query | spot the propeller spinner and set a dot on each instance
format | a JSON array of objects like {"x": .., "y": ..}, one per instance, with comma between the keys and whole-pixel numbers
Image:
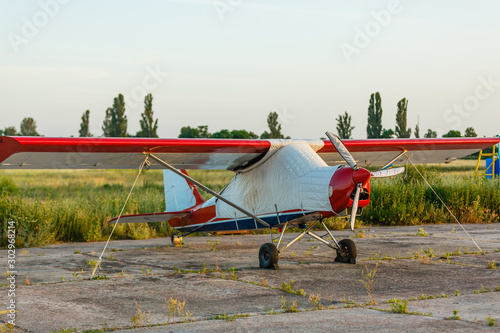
[{"x": 359, "y": 175}]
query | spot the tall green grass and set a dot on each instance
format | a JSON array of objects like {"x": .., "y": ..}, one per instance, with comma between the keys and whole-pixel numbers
[
  {"x": 407, "y": 199},
  {"x": 57, "y": 206}
]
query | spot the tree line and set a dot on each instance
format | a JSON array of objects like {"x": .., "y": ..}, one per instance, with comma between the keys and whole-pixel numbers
[
  {"x": 115, "y": 124},
  {"x": 375, "y": 130}
]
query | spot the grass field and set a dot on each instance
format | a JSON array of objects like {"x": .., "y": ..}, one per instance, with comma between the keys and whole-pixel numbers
[{"x": 62, "y": 205}]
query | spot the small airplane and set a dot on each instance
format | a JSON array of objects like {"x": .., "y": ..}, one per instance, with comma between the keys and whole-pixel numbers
[{"x": 277, "y": 182}]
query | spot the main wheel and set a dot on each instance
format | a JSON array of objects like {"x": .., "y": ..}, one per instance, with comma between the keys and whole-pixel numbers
[
  {"x": 347, "y": 252},
  {"x": 268, "y": 255}
]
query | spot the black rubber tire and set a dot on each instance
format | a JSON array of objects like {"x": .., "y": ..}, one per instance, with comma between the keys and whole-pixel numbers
[
  {"x": 348, "y": 252},
  {"x": 268, "y": 255}
]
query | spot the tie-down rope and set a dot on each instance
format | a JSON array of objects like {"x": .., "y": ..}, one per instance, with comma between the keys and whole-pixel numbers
[
  {"x": 98, "y": 265},
  {"x": 437, "y": 195}
]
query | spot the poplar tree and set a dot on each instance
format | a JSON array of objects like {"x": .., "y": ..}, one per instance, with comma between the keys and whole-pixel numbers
[
  {"x": 430, "y": 134},
  {"x": 344, "y": 128},
  {"x": 149, "y": 126},
  {"x": 374, "y": 127},
  {"x": 274, "y": 128},
  {"x": 115, "y": 122},
  {"x": 28, "y": 127},
  {"x": 417, "y": 129},
  {"x": 401, "y": 120},
  {"x": 470, "y": 132},
  {"x": 84, "y": 126},
  {"x": 10, "y": 131}
]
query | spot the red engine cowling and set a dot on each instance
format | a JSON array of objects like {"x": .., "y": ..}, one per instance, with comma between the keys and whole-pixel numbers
[{"x": 343, "y": 187}]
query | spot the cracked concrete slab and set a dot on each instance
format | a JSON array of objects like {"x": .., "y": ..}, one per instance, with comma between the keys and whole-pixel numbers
[{"x": 220, "y": 275}]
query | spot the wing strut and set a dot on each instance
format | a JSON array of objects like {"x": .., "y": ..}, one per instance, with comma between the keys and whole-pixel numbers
[{"x": 206, "y": 189}]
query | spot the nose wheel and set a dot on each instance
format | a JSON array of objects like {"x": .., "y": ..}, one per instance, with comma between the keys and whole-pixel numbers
[
  {"x": 268, "y": 256},
  {"x": 347, "y": 252}
]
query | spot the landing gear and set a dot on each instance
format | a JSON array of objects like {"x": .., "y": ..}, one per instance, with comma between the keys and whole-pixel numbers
[
  {"x": 347, "y": 252},
  {"x": 268, "y": 256},
  {"x": 269, "y": 253},
  {"x": 176, "y": 241}
]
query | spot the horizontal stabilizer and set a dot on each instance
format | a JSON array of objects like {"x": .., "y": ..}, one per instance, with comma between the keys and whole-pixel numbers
[{"x": 154, "y": 217}]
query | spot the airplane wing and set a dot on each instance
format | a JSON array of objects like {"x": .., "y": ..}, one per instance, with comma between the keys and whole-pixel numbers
[
  {"x": 153, "y": 217},
  {"x": 230, "y": 154}
]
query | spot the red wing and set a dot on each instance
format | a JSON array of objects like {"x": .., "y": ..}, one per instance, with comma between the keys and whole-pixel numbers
[
  {"x": 126, "y": 153},
  {"x": 153, "y": 217},
  {"x": 420, "y": 151}
]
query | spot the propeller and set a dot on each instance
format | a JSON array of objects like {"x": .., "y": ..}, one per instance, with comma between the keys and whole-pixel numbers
[
  {"x": 342, "y": 149},
  {"x": 355, "y": 203},
  {"x": 387, "y": 172},
  {"x": 360, "y": 175}
]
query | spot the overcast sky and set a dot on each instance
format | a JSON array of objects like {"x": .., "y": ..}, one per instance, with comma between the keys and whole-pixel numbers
[{"x": 228, "y": 63}]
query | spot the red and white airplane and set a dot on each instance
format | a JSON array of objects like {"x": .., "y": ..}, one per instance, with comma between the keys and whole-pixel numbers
[{"x": 276, "y": 181}]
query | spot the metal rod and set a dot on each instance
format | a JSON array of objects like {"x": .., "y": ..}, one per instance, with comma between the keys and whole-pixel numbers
[
  {"x": 281, "y": 235},
  {"x": 331, "y": 236},
  {"x": 392, "y": 161},
  {"x": 206, "y": 189},
  {"x": 313, "y": 235},
  {"x": 293, "y": 241}
]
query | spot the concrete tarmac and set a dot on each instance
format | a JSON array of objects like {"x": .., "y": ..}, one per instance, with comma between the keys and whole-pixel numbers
[{"x": 223, "y": 289}]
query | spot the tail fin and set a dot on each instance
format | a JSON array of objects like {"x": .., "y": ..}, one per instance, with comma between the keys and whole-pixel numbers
[{"x": 179, "y": 193}]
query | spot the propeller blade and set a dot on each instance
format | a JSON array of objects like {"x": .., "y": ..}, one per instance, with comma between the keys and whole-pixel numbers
[
  {"x": 355, "y": 203},
  {"x": 341, "y": 148},
  {"x": 387, "y": 172}
]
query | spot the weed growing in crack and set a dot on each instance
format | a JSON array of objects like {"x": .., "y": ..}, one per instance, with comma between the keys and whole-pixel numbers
[
  {"x": 288, "y": 307},
  {"x": 455, "y": 316},
  {"x": 316, "y": 302},
  {"x": 369, "y": 282}
]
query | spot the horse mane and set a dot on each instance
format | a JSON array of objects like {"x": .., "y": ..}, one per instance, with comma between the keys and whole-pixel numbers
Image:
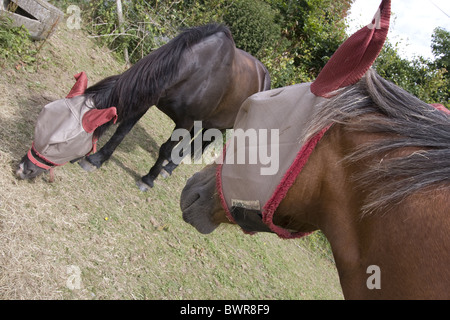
◇ ◇ ◇
» Aim of the exercise
How many lines in the rows above contain the string "concrete"? Case must match, and the reply should be the number alone.

» Output for this task
2